Task list
[a] List every television series named in the interview with Jessica Butler.
[b] Pick up the Jessica Butler interview after its final sentence and carry it on.

Text under study
Jessica Butler, Raise Magazine

A lifestyle site for modern mothers, featuring stories of stepparenting, adoption, foster care, surrogacy, and non-traditional families.

Jessica Butler is the creator of Raise Magazine, stepmother of two, and adoptive mother of one. Prior to Raise, she was a writer on USA’s In Plain Sight and TNT’s The Last Ship. She and her husband, writer/producer Warren Bell, co-created the Nick at Nite series Instant Mom, based on her life as a stepmother. She lives in Los Angeles with her husband and toddler son, Levon.

Your family is untraditional, to say the least.

Yes. I’m 36, my husband is 55. My mother is 58. I’m closer in age to my oldest stepson than I am to my husband. And my extended family includes my youngest son’s birth grandparents.

Before creating Raise, you sold a TV show based on your experiences as a stepmother.

My stepsons were nine and 13 when I married my husband, and six months later my 19-year-old sister moved in with us, so in the show we have three children. And we’re black.

Data shown

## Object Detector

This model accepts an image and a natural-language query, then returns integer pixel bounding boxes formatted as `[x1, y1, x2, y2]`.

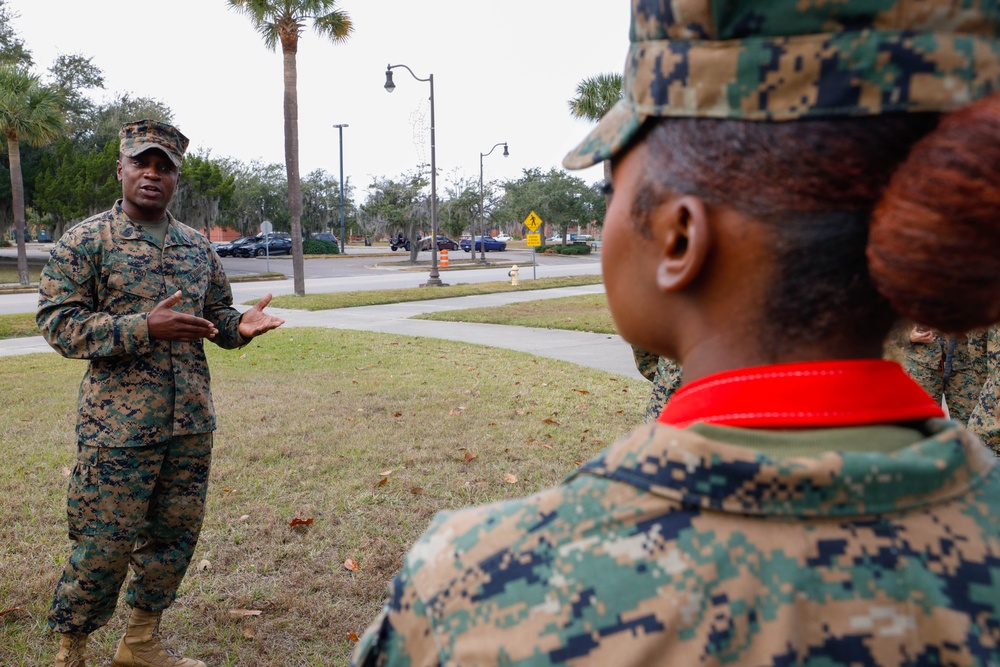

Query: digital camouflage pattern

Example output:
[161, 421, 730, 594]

Results for each task
[a] In Plain Sight, The Last Ship, Instant Mom

[b]
The pilot was my first effort to create a public forum for stepmothers. There is no What To Expect When You’re Expecting Stepchildren. Celebrating stepmothers is seen by some as disrespectful to a child’s primary mother, but I disagree. My love for my stepsons is in addition to — not in place of or in competition with — their mother’s love.

In 2014, you adopted your son, Levon, and recently bought a second home in Arizona, near his birth grandparents.

We’ll buy a house next to anyone who promises free babysitting.

Los Angeles is our primary home, but we visit Tucson often and spend vacations and holidays there.

You can read Levon’s adoption story here.

You’re an advocate of open adoption, meaning you support adoptive families having contact with birth families.

Yes. However, some birth families don’t wish to have contact, and that should be honored. But I believe adoptive parents should provide children with as much connection to their birth families as possible.

Adoption should never be kept secret from a child. It should be a familiar word and concept, explained in age appropriate terms.

How is Raise different from other mommy blogs?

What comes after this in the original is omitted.